▸ **Document section**
************
If trying to read a database created with Ringtail v1.0.0 with a newer version of Ringtail, you may encounter errors related to changes to the internal database structure. If you encounter this, run the follow commands (example of database named output.db:

$ sqlite3 output.db
> ALTER TABLE Results RENAME energies_binding TO docking_score;
> ALTER TABLE Bookmarks ADD COLUMN filters;

If you encounter further errors related to views/bookmarks, please contact the ForliLab.

rt_process_vs.py supported arguments

Argument Description Default value Requires interactions
--config -c Configuration JSON file to specify new default options. Overridded by command line no default
--input_db -i Database file to use instead of creating new database no default
--bookmark_name -s Name for bookmark view in database passing_results
--mode -m specify AutoDock program used to generate results. Available options are "dlg" and "vina". Vina mode will automatically change --pattern to *.pdbqt dlg
--summary -su Print summary information about virtual screening data to STDOUT. FALSE
--verbose -v Flag indicating that passing results should be printed to STDOUT. Will also include information about runtime progress. FALSE
--debug -d Flag indicating that additional debugging information (e.g. error traceback) should be printed to STDOUT. FALSE
Write Mode
--file -f DLG/Vina PDBQT file(s) to be read into database no default
--file_path -fp Path(s) to files to read into database no default
--file_list -fl File(s) with list of files to read into database no default
--pattern -p Specify pattern to search for when finding files *.dlg* / *.pdbqt* (vina mode)
************
▸ **Data section**
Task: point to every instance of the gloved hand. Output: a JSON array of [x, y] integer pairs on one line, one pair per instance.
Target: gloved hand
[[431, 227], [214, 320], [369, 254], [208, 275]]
************
▸ **What to do**
a - According to the Ringtail documentation excerpt, what is the default value of --bookmark_name?
b - Reproduce the passage of the Ringtail documentation excerpt starting with "If trying to" and going on through "contact the ForliLab.".

▸ **Results**
a - passing_results

b -
If trying to read a database created with Ringtail v1.0.0 with a newer version of Ringtail, you may encounter errors related to changes to the internal database structure. If you encounter this, run the follow commands (example of database named output.db:

$ sqlite3 output.db
> ALTER TABLE Results RENAME energies_binding TO docking_score;
> ALTER TABLE Bookmarks ADD COLUMN filters;

If you encounter further errors related to views/bookmarks, please contact the ForliLab.